:: Work instructions ::
Within the entries that follow, show each line where the word "approximate" occurs.

:: Data records ::
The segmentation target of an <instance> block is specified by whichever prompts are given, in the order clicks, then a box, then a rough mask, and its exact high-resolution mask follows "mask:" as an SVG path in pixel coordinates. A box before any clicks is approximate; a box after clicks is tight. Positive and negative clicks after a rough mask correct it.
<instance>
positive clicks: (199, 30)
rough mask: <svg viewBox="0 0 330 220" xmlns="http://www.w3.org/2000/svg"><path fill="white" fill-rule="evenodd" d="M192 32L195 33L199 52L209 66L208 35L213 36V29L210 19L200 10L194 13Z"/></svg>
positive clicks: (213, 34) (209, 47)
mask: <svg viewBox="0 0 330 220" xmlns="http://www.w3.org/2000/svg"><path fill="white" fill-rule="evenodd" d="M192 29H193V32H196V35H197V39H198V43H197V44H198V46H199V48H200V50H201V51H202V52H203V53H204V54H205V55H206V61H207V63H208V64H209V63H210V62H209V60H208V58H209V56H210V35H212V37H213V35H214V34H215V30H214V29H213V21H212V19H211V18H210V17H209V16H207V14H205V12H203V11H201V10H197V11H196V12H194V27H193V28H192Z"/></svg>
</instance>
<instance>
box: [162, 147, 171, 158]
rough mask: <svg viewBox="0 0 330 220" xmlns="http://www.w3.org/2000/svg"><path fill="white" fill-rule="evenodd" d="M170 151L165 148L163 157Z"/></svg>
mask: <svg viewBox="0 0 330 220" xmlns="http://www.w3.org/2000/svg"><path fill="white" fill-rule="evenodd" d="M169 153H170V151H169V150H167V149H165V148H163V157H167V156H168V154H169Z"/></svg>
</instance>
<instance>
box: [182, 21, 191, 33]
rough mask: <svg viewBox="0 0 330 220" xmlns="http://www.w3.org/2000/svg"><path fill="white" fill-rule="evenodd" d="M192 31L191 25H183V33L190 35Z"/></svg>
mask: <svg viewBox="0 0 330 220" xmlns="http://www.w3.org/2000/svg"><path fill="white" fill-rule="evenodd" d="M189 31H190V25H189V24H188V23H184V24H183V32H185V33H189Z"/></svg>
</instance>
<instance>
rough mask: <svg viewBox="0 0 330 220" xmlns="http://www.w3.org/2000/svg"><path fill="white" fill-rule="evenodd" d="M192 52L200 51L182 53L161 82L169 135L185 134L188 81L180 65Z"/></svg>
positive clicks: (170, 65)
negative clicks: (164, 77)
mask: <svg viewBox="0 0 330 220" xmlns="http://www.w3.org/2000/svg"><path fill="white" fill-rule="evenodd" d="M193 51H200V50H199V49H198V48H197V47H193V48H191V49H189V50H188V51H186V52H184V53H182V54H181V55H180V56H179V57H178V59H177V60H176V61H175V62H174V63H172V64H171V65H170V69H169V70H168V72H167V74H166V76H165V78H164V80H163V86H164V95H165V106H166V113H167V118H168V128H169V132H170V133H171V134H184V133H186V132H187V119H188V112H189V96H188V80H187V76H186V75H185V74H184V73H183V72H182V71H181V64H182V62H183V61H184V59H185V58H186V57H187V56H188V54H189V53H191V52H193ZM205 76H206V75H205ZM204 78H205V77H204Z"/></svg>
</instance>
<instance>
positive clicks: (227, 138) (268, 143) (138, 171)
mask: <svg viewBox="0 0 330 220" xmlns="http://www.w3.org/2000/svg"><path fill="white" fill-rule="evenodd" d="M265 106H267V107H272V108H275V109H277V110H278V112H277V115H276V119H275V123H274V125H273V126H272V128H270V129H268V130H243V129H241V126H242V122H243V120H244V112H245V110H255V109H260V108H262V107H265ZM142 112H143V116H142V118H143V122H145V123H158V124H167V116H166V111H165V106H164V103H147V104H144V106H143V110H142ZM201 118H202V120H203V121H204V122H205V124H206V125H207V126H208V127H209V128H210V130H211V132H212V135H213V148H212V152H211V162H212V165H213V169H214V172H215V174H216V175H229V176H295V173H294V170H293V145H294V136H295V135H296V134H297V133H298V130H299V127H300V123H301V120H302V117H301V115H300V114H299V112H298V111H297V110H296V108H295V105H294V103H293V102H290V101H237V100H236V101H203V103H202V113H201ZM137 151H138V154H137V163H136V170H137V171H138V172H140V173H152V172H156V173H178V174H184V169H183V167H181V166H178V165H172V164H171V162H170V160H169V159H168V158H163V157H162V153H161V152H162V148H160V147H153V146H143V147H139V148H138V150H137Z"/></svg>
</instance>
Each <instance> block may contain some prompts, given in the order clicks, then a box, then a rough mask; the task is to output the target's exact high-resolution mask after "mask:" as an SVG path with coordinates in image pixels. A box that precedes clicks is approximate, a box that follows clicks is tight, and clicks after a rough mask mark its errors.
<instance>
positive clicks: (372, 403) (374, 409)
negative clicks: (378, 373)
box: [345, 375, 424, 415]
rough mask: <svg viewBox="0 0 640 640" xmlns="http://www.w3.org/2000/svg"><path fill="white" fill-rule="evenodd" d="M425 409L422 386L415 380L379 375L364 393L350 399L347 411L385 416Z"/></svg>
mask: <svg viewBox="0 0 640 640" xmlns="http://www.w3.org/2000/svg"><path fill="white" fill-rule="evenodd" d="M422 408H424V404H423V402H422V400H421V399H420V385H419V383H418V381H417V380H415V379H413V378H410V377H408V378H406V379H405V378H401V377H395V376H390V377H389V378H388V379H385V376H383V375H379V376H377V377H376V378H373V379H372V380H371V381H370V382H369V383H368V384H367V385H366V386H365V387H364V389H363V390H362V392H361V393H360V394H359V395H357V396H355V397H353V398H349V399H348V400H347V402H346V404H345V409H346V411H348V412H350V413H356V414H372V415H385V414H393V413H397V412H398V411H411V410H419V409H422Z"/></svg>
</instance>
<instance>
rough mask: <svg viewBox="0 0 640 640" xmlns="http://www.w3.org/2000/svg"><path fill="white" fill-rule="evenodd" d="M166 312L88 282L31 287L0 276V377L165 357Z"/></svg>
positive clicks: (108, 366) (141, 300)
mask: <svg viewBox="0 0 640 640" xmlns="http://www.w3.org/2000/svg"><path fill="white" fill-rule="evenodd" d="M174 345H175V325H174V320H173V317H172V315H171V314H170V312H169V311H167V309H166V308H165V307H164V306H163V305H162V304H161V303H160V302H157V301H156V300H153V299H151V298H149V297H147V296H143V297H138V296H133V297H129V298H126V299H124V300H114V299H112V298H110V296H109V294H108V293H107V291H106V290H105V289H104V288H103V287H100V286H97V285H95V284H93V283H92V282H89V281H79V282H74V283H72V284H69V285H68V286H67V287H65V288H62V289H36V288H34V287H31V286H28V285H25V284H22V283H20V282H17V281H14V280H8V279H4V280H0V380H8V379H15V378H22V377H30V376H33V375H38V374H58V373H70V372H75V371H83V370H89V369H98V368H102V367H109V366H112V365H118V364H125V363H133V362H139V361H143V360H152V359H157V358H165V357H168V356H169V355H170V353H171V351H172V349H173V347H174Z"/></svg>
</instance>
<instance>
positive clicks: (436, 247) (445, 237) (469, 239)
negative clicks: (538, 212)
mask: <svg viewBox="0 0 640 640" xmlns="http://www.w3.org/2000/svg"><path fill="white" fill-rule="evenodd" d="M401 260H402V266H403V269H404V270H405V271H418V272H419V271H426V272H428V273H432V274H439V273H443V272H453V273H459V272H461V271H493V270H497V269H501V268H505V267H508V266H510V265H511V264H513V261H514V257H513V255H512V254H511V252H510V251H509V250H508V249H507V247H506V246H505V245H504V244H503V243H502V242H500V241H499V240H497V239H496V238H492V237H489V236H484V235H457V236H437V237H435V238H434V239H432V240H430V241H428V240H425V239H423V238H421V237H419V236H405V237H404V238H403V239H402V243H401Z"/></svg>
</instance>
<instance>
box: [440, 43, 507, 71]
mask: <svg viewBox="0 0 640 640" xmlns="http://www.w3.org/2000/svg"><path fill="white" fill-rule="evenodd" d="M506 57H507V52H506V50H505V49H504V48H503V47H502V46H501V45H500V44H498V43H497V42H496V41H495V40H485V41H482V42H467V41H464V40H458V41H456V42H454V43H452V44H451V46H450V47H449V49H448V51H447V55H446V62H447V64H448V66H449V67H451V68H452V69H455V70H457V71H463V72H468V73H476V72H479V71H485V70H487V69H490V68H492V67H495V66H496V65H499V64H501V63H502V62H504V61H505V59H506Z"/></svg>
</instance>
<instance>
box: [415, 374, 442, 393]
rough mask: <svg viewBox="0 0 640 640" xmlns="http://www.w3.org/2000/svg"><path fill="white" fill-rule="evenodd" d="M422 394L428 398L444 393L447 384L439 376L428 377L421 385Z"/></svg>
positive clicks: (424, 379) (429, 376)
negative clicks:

:: Answer ::
The segmentation target of an <instance> block is specified by whichever prompts are given, in the order clicks, then a box, then a rough mask, and its exact high-resolution mask follows "mask:" as an SVG path in pixel coordinates. A box before any clicks is approximate; a box after clicks is tight. Positive and negative clicks after a rough mask correct it.
Each <instance> block may contain some prompts, given in the order clicks, then a box, then a rough mask; the task is to output the target's exact high-resolution mask after "mask:" as an SVG path with coordinates in image pixels. A box that precedes clicks is approximate, a box that follows clicks is tight, and clicks after a rough mask mark its errors.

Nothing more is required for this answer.